Task statement: When you reach the records, transcribe each one exactly.

*** Given data

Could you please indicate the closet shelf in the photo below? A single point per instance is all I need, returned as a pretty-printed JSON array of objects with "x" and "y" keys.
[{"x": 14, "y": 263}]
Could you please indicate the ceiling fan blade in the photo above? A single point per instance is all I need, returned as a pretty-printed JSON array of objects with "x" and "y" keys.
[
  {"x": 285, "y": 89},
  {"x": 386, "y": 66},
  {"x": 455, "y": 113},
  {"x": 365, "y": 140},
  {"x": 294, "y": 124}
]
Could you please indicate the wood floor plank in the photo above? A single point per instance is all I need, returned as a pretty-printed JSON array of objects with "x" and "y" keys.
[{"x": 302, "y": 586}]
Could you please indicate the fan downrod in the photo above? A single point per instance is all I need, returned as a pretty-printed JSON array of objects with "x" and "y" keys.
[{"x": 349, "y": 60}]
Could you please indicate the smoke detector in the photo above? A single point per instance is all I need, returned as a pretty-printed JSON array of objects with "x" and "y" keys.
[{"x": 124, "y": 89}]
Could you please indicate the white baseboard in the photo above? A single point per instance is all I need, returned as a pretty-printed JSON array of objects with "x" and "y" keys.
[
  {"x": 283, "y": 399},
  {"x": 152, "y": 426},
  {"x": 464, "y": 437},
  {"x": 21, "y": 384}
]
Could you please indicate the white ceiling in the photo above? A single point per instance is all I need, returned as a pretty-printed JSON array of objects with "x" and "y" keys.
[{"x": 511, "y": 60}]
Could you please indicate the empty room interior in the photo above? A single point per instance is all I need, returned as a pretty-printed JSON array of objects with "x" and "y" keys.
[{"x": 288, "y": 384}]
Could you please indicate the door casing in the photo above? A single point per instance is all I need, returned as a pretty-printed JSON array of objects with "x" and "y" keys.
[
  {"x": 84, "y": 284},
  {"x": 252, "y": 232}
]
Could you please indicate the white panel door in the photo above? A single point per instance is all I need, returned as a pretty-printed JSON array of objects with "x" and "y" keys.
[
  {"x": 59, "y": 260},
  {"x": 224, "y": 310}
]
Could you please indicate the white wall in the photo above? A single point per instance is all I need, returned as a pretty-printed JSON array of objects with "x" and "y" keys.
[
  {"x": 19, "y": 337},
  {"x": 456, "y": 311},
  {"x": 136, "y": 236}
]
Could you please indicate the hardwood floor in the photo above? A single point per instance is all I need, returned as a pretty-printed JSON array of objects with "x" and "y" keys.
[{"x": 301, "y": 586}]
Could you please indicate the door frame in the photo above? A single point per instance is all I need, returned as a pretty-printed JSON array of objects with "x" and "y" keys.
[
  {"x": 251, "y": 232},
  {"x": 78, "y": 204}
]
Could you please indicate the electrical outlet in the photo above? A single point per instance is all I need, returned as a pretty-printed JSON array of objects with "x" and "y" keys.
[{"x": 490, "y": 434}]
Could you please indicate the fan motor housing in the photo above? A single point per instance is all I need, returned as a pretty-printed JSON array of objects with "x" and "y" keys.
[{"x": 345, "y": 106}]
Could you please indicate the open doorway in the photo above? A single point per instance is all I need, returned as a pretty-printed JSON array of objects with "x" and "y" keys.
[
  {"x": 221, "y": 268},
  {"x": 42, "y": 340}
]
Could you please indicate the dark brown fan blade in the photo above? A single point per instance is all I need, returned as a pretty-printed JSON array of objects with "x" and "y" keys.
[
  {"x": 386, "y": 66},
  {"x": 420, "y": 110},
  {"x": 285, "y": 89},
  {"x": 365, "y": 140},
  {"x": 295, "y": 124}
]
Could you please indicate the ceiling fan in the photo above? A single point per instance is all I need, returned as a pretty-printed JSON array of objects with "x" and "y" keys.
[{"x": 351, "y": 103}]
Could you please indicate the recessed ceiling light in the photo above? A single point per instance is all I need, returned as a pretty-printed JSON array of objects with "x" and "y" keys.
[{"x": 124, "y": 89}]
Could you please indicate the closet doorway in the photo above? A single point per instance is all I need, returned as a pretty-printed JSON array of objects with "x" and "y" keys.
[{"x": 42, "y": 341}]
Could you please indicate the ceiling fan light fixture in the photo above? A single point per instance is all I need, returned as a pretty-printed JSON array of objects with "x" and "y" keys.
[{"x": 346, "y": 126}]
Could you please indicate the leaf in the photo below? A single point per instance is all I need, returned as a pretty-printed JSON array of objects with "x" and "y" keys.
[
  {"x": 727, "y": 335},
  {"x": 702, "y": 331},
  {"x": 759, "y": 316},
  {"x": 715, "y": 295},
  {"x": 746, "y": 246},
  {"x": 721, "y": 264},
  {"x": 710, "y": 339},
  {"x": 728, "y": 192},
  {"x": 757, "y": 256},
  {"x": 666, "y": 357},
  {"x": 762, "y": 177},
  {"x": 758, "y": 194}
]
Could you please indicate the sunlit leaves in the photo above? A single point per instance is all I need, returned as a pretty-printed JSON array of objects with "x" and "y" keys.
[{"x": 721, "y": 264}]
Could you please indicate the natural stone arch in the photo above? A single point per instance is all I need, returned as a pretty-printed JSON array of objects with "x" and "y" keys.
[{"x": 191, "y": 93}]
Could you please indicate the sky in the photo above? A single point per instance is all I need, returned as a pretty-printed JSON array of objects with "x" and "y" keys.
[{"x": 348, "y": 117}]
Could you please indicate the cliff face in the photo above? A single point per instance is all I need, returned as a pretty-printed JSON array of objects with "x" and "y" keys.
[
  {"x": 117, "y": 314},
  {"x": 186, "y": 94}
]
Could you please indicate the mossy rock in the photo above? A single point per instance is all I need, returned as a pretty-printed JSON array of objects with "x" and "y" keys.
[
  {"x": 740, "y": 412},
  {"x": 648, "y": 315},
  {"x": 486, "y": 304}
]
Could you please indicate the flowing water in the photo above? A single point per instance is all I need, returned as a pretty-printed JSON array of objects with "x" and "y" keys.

******

Finished exercise:
Could you please indicate the closet shelf in the photo below? A single point per instance is all I need, returned as a pretty-printed JSON array of objects with "x" and "y" keys.
[{"x": 14, "y": 263}]
Could you please indicate the ceiling fan blade in the photo above? A single point per instance is all I need, returned as a pretty-printed JSON array of objects with "x" and "y" keys.
[
  {"x": 285, "y": 89},
  {"x": 386, "y": 66},
  {"x": 455, "y": 113},
  {"x": 365, "y": 140},
  {"x": 294, "y": 124}
]
Could you please indicate the wood floor plank in the photo above? A single point per instance is all I need, returned as a pretty-printed JSON array of objects with "x" and "y" keys.
[{"x": 302, "y": 586}]
Could you please indicate the fan downrod in the photo above? A single point per instance is all I need, returned as a pretty-printed JSON array of objects with "x" and "y" keys.
[{"x": 349, "y": 60}]
Could you please indicate the smoke detector in the photo above? A single point per instance is all I need, returned as a pretty-printed JSON array of objects with "x" and "y" keys.
[{"x": 124, "y": 89}]
Could you please indicate the white baseboard in the photo above? A single point per instance is all I need, returned as a pretty-printed JSON array of objects with "x" and "y" keys.
[
  {"x": 283, "y": 399},
  {"x": 152, "y": 426},
  {"x": 464, "y": 437},
  {"x": 21, "y": 384}
]
Could you please indicate the white ceiling in the photo above? A single point per instance is all I need, returned as a pretty-printed JSON array of objects with "x" and "y" keys.
[{"x": 511, "y": 60}]
Could you please indicate the empty room interior in the photo above? A single point per instance is all I need, returned as a pretty-printed JSON array of objects with "x" and "y" keys.
[{"x": 288, "y": 384}]
Could you please indicate the door casing in the photo above? A single point per instance is all I need, returned as a pretty-printed JSON array of objects with "x" and "y" keys.
[
  {"x": 84, "y": 284},
  {"x": 252, "y": 232}
]
Could you please indicate the white panel door in the photo above? A single point per instance is all I need, returned as a pretty-printed JSON array of objects with "x" and "y" keys.
[
  {"x": 59, "y": 260},
  {"x": 224, "y": 310}
]
Could you please indicate the white wall in the photo above? A single point per instance is all I need, returned as a pretty-printed JSON array of objects with "x" and "y" keys.
[
  {"x": 19, "y": 337},
  {"x": 456, "y": 311},
  {"x": 136, "y": 236}
]
Could you please indicate the hardwood floor in the photo above? A single point per instance is all I need, returned as a pretty-printed JSON array of objects with "x" and "y" keys.
[{"x": 301, "y": 586}]
Could you please indicate the door frame in the photo above? A single point per instance is all I need, returned as a pretty-printed JSON array of objects with "x" and "y" keys.
[
  {"x": 251, "y": 232},
  {"x": 78, "y": 204}
]
Could you please indicate the electrical outlet in the photo above? A single point per instance is all I need, returned as a pretty-printed JSON array of objects with "x" and "y" keys.
[{"x": 490, "y": 434}]
Could you please indicate the fan motor housing in the photo above? A single point per instance is all I need, returned as a pretty-printed JSON array of objects with "x" and "y" keys.
[{"x": 345, "y": 106}]
Could you please indicate the open doorway in the photo above? A single point per instance is all I need, returned as a pretty-printed JSON array of objects with "x" and "y" keys.
[
  {"x": 221, "y": 268},
  {"x": 42, "y": 340}
]
Could you please indicate the dark brown fan blade in the photo above? A single point per instance is all I need, returned as a pretty-printed JSON array of objects with "x" and "y" keys.
[
  {"x": 386, "y": 66},
  {"x": 420, "y": 110},
  {"x": 285, "y": 89},
  {"x": 365, "y": 140},
  {"x": 295, "y": 124}
]
Could you please indicate the ceiling fan in the photo above? A single point per instance is all I need, returned as a pretty-printed JSON array of objects with "x" and "y" keys.
[{"x": 351, "y": 103}]
Could you please indicate the recessed ceiling light in the photo above? A single point per instance is all I need, returned as a pretty-printed JSON array of objects with "x" and "y" keys.
[{"x": 124, "y": 89}]
Could you please indicate the closet doorway in the photo above? A single point per instance is all I need, returned as a pretty-printed JSON array of objects with "x" and "y" keys.
[{"x": 42, "y": 341}]
Could you please indicate the ceiling fan light fixture in the photo above? A single point per instance is all I need, returned as a pretty-printed JSON array of objects with "x" and "y" keys.
[{"x": 346, "y": 126}]
Could you please indicate the leaf in the photo below? A single point per instance is all I need, returned as a pretty-printed JSON array of objects with "x" and "y" keys.
[
  {"x": 727, "y": 335},
  {"x": 702, "y": 331},
  {"x": 759, "y": 316},
  {"x": 715, "y": 295},
  {"x": 746, "y": 246},
  {"x": 721, "y": 264},
  {"x": 710, "y": 339},
  {"x": 728, "y": 192},
  {"x": 757, "y": 256},
  {"x": 666, "y": 357},
  {"x": 762, "y": 177},
  {"x": 758, "y": 194}
]
Could you please indicate the sunlit leaves in the photo above? A single point per instance is all I need, returned as a pretty-printed JSON array of objects with "x" and "y" keys.
[{"x": 721, "y": 264}]
Could you please indicate the natural stone arch in the photo above? A single point per instance is all I need, returned as a pretty-printed JSON array of objects with "x" and "y" keys.
[{"x": 191, "y": 93}]
Could you please indicate the sky in the photo above? A single point per instance is all I need, returned as a pretty-printed JSON array of objects with "x" and "y" keys.
[{"x": 348, "y": 117}]
Could you please indicate the cliff face in the photo above? A single point per instance is all I need, returned as a pretty-printed JSON array of objects with "x" and "y" keys.
[
  {"x": 117, "y": 314},
  {"x": 186, "y": 94}
]
Could you please indicate the mossy rock in the photo above? A single point per instance is all I need, returned as a pretty-printed JSON array of objects with "x" and "y" keys.
[
  {"x": 740, "y": 412},
  {"x": 648, "y": 315},
  {"x": 486, "y": 304}
]
Could you please indicate the flowing water in the photo above? A single point per instance is all I need, returned as a pretty-printed JSON array of objects with "x" and "y" keys.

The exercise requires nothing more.